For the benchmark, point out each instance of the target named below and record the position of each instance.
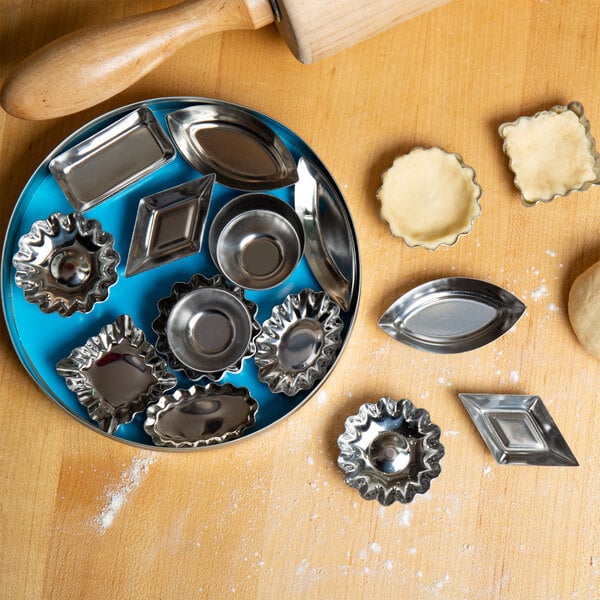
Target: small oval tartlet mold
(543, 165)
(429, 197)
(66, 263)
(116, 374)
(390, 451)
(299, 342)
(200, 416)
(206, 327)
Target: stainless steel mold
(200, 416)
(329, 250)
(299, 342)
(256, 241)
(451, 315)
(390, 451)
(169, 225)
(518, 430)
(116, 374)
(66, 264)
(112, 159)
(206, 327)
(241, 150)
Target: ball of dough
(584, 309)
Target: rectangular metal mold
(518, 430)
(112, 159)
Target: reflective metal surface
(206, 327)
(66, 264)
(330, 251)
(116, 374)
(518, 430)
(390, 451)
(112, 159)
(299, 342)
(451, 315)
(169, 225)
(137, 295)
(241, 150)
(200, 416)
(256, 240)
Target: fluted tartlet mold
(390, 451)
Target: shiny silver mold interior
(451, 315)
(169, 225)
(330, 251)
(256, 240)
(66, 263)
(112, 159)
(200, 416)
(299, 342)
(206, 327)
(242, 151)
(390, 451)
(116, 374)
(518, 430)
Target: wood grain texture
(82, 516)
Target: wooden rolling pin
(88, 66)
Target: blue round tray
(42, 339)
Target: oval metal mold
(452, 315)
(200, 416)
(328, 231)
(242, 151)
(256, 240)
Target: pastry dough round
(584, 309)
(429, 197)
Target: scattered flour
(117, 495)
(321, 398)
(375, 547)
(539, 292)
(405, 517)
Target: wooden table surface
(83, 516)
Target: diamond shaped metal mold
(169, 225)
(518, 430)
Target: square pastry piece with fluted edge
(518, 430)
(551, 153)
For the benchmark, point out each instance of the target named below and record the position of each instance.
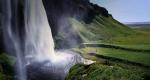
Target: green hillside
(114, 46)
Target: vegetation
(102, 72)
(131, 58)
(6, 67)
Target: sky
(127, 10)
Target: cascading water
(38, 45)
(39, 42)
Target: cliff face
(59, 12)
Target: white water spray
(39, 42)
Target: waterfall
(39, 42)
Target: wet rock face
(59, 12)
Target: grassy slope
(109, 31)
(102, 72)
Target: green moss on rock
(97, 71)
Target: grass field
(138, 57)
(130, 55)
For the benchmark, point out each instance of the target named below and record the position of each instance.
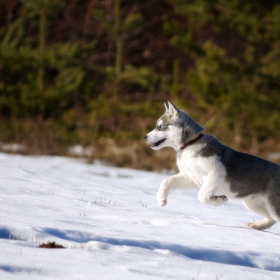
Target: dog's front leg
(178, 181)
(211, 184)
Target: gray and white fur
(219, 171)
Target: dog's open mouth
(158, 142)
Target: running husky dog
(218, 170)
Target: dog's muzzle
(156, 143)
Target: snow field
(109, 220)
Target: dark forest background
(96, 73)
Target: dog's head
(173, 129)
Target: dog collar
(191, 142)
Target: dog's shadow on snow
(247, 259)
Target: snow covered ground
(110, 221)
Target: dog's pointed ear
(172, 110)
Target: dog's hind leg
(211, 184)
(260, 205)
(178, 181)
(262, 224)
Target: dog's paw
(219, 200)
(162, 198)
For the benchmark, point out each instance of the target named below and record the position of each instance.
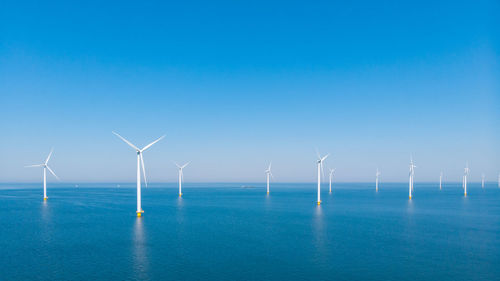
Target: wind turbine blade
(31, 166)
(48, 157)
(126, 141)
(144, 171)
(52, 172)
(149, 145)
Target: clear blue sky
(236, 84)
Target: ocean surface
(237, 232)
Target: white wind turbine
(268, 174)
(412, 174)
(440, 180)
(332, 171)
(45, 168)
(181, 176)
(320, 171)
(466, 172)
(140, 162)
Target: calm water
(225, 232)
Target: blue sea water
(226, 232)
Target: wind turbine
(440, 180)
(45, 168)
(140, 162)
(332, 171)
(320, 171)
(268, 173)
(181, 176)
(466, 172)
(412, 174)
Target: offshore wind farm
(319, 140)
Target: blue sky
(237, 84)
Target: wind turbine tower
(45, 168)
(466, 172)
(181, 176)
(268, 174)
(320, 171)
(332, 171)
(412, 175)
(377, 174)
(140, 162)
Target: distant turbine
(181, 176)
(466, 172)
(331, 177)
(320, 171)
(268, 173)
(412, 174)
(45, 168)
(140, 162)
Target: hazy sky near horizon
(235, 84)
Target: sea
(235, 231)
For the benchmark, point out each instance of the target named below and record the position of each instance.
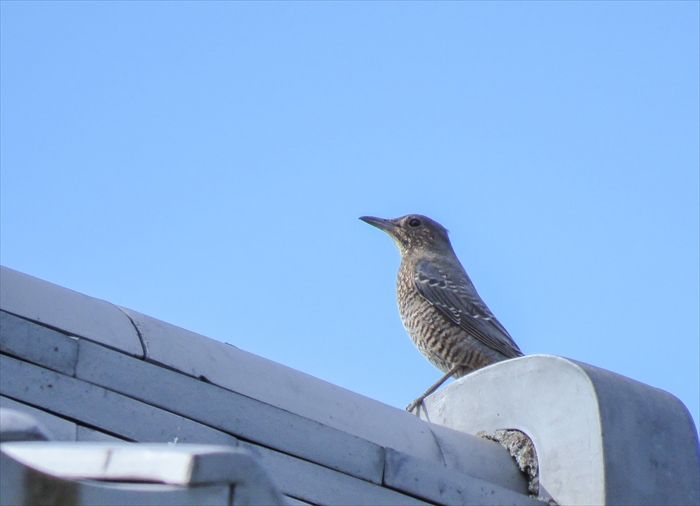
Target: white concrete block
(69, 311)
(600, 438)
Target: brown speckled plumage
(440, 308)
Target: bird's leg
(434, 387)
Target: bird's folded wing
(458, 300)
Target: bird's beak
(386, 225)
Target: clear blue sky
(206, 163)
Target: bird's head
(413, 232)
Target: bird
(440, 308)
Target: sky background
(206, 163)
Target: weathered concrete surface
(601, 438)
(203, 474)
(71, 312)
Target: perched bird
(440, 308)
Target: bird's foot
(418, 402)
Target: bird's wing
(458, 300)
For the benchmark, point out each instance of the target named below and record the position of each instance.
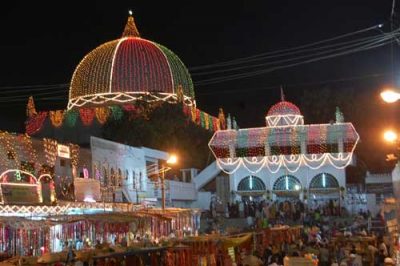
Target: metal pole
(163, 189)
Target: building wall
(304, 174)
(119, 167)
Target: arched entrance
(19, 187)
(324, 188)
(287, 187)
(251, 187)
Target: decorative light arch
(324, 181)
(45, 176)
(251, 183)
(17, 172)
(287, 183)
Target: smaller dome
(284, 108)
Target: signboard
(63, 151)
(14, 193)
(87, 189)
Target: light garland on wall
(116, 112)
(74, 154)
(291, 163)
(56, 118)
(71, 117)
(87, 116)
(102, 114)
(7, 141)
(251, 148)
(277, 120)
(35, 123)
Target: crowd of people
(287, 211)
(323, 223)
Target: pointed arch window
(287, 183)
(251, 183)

_ _ _ _ _

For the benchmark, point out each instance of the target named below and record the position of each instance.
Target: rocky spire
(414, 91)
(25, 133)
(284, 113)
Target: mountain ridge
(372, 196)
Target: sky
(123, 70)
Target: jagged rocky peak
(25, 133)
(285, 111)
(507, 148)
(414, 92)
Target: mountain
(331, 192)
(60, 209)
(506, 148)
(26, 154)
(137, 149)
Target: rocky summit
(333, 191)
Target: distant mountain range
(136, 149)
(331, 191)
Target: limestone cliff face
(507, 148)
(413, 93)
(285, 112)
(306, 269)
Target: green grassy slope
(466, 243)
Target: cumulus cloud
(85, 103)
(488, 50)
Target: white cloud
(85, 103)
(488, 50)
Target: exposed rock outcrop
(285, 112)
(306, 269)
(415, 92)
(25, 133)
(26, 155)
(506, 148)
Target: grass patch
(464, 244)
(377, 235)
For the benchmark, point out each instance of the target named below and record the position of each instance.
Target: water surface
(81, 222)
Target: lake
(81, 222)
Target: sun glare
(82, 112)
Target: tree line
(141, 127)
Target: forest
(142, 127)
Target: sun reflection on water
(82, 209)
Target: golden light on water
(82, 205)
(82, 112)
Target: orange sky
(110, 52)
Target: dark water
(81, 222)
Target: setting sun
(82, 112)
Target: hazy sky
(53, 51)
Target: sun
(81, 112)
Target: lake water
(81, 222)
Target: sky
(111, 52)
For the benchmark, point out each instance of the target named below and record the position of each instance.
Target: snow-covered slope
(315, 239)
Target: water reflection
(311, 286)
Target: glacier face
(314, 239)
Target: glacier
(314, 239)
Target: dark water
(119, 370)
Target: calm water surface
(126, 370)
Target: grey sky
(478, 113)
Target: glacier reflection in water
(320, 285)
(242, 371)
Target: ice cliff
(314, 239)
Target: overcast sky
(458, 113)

_ _ _ _ _

§ YOUR OBJECTIVE:
Identify each line in the items above that contains the word "grassy", and copy every such line in full.

§ SOLUTION FOR THIS EXERCISE:
Target: grassy slope
Target: green grassy slope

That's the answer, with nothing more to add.